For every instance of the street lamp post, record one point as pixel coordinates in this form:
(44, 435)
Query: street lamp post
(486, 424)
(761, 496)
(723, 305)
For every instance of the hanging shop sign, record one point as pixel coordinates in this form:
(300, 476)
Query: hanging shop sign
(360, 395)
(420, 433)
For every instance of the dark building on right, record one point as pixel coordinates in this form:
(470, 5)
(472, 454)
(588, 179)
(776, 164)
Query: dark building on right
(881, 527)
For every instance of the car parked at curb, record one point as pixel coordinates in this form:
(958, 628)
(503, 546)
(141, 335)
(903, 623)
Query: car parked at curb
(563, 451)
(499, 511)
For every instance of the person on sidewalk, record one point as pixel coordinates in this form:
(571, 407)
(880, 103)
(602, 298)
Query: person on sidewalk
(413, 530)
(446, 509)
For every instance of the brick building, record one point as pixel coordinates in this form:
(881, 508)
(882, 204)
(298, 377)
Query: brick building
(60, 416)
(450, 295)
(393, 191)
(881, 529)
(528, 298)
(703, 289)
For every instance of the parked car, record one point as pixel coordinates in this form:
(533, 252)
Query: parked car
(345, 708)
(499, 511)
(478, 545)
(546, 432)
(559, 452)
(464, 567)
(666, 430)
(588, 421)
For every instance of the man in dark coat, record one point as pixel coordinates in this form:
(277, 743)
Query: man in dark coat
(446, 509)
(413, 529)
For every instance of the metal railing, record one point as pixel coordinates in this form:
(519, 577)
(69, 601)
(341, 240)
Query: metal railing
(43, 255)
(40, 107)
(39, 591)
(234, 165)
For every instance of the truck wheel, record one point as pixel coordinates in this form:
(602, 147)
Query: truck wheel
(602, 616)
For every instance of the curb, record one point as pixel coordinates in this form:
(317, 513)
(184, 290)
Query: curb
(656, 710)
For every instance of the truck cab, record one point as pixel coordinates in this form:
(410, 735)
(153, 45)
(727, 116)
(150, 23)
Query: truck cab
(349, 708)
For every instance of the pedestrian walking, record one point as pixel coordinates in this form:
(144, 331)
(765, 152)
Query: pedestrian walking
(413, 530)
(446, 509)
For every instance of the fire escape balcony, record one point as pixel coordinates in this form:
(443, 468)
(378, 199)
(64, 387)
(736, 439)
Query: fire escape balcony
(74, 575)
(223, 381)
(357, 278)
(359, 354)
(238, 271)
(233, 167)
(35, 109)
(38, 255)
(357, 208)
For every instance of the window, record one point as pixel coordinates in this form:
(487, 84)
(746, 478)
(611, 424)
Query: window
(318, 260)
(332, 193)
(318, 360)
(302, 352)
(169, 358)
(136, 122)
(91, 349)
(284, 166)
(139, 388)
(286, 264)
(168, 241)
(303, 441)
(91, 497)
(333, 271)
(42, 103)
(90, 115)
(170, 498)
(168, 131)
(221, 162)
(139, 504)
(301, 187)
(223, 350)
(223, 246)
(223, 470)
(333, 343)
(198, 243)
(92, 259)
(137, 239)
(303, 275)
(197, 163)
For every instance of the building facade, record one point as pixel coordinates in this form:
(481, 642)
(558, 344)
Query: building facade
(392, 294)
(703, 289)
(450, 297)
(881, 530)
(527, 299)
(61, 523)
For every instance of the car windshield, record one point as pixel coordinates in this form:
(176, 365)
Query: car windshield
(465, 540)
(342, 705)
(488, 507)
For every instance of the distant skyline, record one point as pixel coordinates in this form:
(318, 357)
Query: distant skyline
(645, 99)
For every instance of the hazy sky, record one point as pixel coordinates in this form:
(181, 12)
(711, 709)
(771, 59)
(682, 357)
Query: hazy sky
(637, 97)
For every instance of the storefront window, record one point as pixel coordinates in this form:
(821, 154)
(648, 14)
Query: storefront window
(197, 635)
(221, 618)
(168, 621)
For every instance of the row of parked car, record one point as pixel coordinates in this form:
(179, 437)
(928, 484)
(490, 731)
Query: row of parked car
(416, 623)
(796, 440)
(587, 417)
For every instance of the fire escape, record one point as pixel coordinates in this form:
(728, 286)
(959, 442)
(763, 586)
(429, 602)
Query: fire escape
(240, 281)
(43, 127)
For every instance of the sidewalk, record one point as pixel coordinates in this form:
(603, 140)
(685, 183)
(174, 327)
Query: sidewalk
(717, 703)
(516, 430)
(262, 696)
- - - - -
Restate every line of the data word for word.

For every instance of the street lamp post, record one point as pixel coordinates in this form:
(44, 435)
Query: street lamp post
(486, 424)
(761, 496)
(723, 305)
For every instance of the hanging shop sign, record one point as pixel coordinates in this form:
(300, 476)
Query: hanging shop sign
(360, 395)
(420, 433)
For every instance of the dark building on right, record one point as pixel coordinates in this form:
(470, 5)
(472, 454)
(588, 179)
(776, 164)
Query: dark building on right
(881, 527)
For every instance of the car parked at curb, record one point as pixel coordinates in this form:
(958, 628)
(503, 546)
(141, 335)
(903, 623)
Query: car parked at curb
(563, 451)
(499, 511)
For every instance of the person on sidewalk, record one point as pixel coordinates in this form:
(571, 407)
(880, 103)
(602, 298)
Query: person on sidewalk
(413, 530)
(446, 509)
For every instance of the brick building, record one point as pixel coordinates in this form:
(881, 508)
(882, 204)
(298, 377)
Query: brick building
(60, 416)
(450, 295)
(393, 191)
(881, 529)
(528, 298)
(703, 289)
For every instance of the parked car, record one point as pixel coordinates in this form:
(533, 252)
Query: parked car
(345, 708)
(499, 511)
(478, 545)
(546, 432)
(559, 452)
(464, 567)
(666, 430)
(588, 421)
For every instance of the man in dark coat, record one point as pixel coordinates in this form:
(277, 743)
Query: man in dark coat
(446, 509)
(413, 529)
For every instance of the metal railing, record one point as pixel coordinates in this form:
(519, 577)
(69, 601)
(341, 240)
Query: metal railing
(43, 255)
(40, 107)
(39, 591)
(234, 165)
For every instance of the truck wheel, record one point as pixel coordinates in this form:
(602, 147)
Query: truck wheel
(602, 616)
For every instance of the curb, record one point as pixel coordinates in this form:
(317, 513)
(184, 290)
Query: curb
(656, 710)
For every instance of the truck cab, record one point as pixel coordinates in this form:
(410, 735)
(153, 45)
(727, 116)
(150, 23)
Query: truck cab
(349, 708)
For every instance of the pedestrian walking, record one point as pixel coordinates in this form:
(144, 331)
(765, 152)
Query: pedestrian walking
(413, 530)
(446, 509)
For every instance of the fire escape balcony, record one point as pixel coordinates in this form:
(443, 468)
(378, 199)
(64, 387)
(736, 439)
Query: fire escape balcony
(74, 575)
(223, 381)
(357, 278)
(359, 354)
(238, 271)
(233, 167)
(35, 109)
(38, 255)
(357, 208)
For every instance of the window, record one point as pixel coordinates in this form:
(487, 84)
(746, 478)
(611, 424)
Query: window
(318, 260)
(332, 193)
(318, 360)
(302, 352)
(169, 358)
(136, 122)
(91, 349)
(284, 166)
(139, 388)
(286, 264)
(168, 241)
(303, 441)
(91, 497)
(333, 271)
(42, 103)
(90, 115)
(170, 498)
(168, 131)
(221, 162)
(139, 504)
(301, 187)
(223, 350)
(223, 246)
(223, 470)
(333, 343)
(198, 243)
(92, 259)
(137, 239)
(303, 275)
(197, 163)
For every instance of the building facade, record one point as pixel coordinates in this form:
(481, 642)
(558, 344)
Query: building facade
(392, 294)
(703, 289)
(450, 297)
(881, 530)
(527, 299)
(61, 523)
For every instance of the car windshield, record one point as pixel coordinates in this form:
(176, 365)
Query: car windshield
(465, 540)
(342, 705)
(488, 507)
For every instance of the distant skyline, record one point as pixel coordinates in this form:
(318, 357)
Query: distant skyline
(645, 99)
For every instance of the hazy sky, record one point as pixel coordinates in this form:
(181, 12)
(711, 709)
(771, 59)
(682, 357)
Query: hazy sky
(637, 97)
For every instance of the storefront window, record one point as pixel coordinates in this form:
(821, 154)
(648, 14)
Query: storefront window
(197, 635)
(221, 618)
(168, 621)
For every instance of the row of parked car, record one point as pixel coordinates in this form:
(179, 437)
(928, 484)
(490, 731)
Query: row of parked car
(416, 623)
(796, 440)
(587, 417)
For every instance of the fire escape, record one point as pixel coordinates in this form:
(728, 286)
(959, 442)
(763, 586)
(429, 602)
Query: fire escape
(240, 281)
(43, 127)
For every instance of the sidewalk, record one point as pixel coordinates in this form:
(603, 140)
(685, 183)
(174, 327)
Query: sidewalk
(717, 703)
(516, 430)
(262, 696)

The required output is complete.